> EXERCISE DESCRIPTION
All material below is to be reproduced exactly.

(Data records)
<<<<

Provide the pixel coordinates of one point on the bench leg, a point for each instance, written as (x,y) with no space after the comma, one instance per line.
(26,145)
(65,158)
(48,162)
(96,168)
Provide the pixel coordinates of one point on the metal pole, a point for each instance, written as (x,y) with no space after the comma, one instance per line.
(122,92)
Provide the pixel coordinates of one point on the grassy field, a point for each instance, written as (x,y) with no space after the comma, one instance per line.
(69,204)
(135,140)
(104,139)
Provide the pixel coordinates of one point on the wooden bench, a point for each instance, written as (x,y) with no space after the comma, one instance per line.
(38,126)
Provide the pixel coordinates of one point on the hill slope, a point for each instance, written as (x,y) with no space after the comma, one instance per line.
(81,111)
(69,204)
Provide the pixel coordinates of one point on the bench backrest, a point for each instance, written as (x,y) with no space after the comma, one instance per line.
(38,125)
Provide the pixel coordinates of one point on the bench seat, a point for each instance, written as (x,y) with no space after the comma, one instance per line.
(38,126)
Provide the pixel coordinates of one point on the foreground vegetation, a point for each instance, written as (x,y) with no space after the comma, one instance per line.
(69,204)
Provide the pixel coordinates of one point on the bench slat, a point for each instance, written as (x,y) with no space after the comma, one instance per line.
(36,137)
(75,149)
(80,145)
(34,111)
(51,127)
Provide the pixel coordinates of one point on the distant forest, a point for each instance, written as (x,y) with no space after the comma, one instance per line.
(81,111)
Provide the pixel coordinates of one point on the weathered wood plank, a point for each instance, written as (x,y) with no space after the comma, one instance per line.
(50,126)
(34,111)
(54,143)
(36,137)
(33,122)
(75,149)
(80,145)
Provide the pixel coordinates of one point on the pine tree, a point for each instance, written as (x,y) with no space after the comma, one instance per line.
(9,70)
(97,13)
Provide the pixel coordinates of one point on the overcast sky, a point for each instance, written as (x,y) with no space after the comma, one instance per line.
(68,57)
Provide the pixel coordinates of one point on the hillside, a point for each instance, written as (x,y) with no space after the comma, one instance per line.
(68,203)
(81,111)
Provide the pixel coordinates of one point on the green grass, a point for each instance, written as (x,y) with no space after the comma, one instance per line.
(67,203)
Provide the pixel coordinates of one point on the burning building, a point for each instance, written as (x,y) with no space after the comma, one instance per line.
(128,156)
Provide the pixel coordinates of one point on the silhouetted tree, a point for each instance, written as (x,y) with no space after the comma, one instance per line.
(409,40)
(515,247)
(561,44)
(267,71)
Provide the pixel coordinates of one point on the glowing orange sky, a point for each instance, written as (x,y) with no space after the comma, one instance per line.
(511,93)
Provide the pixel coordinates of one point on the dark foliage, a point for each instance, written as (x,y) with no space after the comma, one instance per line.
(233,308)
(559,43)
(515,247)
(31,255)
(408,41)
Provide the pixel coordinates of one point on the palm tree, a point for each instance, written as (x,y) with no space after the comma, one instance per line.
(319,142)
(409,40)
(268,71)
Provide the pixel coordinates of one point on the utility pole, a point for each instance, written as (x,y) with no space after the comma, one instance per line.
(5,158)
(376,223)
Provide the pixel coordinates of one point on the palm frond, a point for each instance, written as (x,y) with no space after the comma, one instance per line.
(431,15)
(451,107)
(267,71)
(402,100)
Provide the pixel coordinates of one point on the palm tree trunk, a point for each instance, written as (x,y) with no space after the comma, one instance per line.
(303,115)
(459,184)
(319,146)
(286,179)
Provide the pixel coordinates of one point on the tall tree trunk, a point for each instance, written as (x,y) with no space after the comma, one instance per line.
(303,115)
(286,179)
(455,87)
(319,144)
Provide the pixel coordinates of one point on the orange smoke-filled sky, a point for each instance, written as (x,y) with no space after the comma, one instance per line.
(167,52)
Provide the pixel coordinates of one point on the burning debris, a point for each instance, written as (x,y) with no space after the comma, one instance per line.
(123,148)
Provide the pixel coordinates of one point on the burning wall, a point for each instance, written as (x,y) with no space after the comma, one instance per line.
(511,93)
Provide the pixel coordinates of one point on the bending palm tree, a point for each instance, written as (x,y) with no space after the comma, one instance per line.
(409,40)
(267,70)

>>>>

> TASK SOLUTION
Provide the pixel coordinates of one point on the bench leg, a point for each instance, written as (x,y) with no space after the comma, one instance per line.
(26,145)
(65,158)
(48,162)
(96,168)
Provide the pixel coordinates of one point on the metal pole, a point for each instance, written as (x,y) with no space after the comma, one instance per line.
(122,92)
Provide the pixel coordinates of one point on the grassy field, a point for each instance, written as (x,y) with no space after the comma, one instance per line.
(69,204)
(135,140)
(104,139)
Provide the pixel coordinates of one point on the wooden bench, a point for each instance, written as (x,y) with no space after the comma, one instance per line.
(38,126)
Provide the pixel coordinates of one point on the hill slope, a point for each instance, written as (x,y) with no space after the comma, one instance per line.
(81,111)
(69,204)
Provide the pixel coordinates of one point on the bench backrest, a point for each instance, written as (x,y) with no space after the comma, one instance per line.
(38,125)
Provide the pixel coordinates of one point on the bench seat, a point for each instance, written as (x,y) with no space after the comma, one instance per line.
(38,126)
Provide the pixel coordinates of one point on the foreground vegetation, a point for each instance, written as (x,y) with no space after the comma, one instance per line.
(69,204)
Provide the pixel coordinates of one point on the bench slat, a point for each instance, written as (x,y) with no space after the comma, one instance per line.
(36,137)
(75,149)
(80,145)
(34,111)
(51,127)
Provide the pixel coordinates of one point on the distant forest, a point for each instance, written as (x,y) with no space after the comma, one instance per line.
(81,111)
Provide the pixel coordinates of one point on the weathered wood plank, a point for each instance, written as (x,y) with no space after the comma, one instance per line.
(50,126)
(34,111)
(54,143)
(36,137)
(33,122)
(75,149)
(80,145)
Provide the pixel coordinates of one point on the pine tree, a point for each instance, written as (x,y) with no space after the comma, one instance per line.
(9,70)
(97,13)
Provide the pixel coordinates of one point on the overcast sky, a point for each instance, written as (x,y) with no space after the comma, one instance per line.
(68,57)
Provide the pixel coordinates of one point on the hillside, a point for each instance, written as (x,y) with no space after the comma, one instance per line.
(68,203)
(81,111)
Provide the pixel coordinates of one point on the green grass, a point for each instance, written as (x,y) with no space after the comma, one instance per line.
(67,203)
Provide the pixel coordinates of one point on the burning building, a point for each instance, written as (x,y) with no space after the comma, one instance per line.
(128,156)
Provide the pixel coordinates of one point on the silhouetted tree, a point for each instance, written as (x,y) with no space after the comma, one instance per line.
(409,40)
(515,247)
(561,44)
(267,71)
Provide the pixel coordinates of one point on the glowing orange sky, a point for each instance, written as (x,y) with no space after the comma, one instance per line.
(511,93)
Provide the pixel coordinates of one point on the dark foliage, a point for each instance, written as (x,y) with no space after the comma, one instance per line.
(233,308)
(559,43)
(515,247)
(31,255)
(408,41)
Provide the pixel coordinates of one point on the palm tree, a point for each instance, written as (x,y) with no space after the comma, one instance per line.
(319,142)
(409,40)
(268,71)
Provide the pixel coordinates of one point on the utility pole, a point for each instance, written as (x,y) with no space after the comma, one instance per line.
(5,158)
(376,223)
Provide the pixel coordinates of one point on the palm frond, a point for each instance, written as (x,y) with no space after the comma, one instance per line.
(431,15)
(451,107)
(267,71)
(402,100)
Provide the pixel coordinates of one point on the palm tree trunk, a point for each instance, written as (x,y) with no space after the comma, one instance per line.
(303,115)
(459,184)
(319,146)
(286,179)
Provide the pixel coordinates of one point on the tall tree trunk, a point for each instance, written as (x,y) with no space after the comma, one instance per line.
(303,115)
(286,179)
(455,87)
(319,144)
Provide the pixel coordinates of one point on the orange smoke-filled sky, a point for each instance, written as (x,y) with no space after the comma, one instance per line.
(167,52)
Provide the pixel coordinates of one point on the burning debris, a point for each instance, written as (x,y) with no space after the comma, one instance per line.
(123,148)
Provide the pixel coordinates of one point on the burning wall, a point for each instance, written as (x,y) with no space after the comma, one instance per line.
(511,93)
Provide the pixel coordinates of one point on the bending palm tree, a point for each instance, written as (x,y) with no space after the comma, one instance per line.
(409,40)
(267,70)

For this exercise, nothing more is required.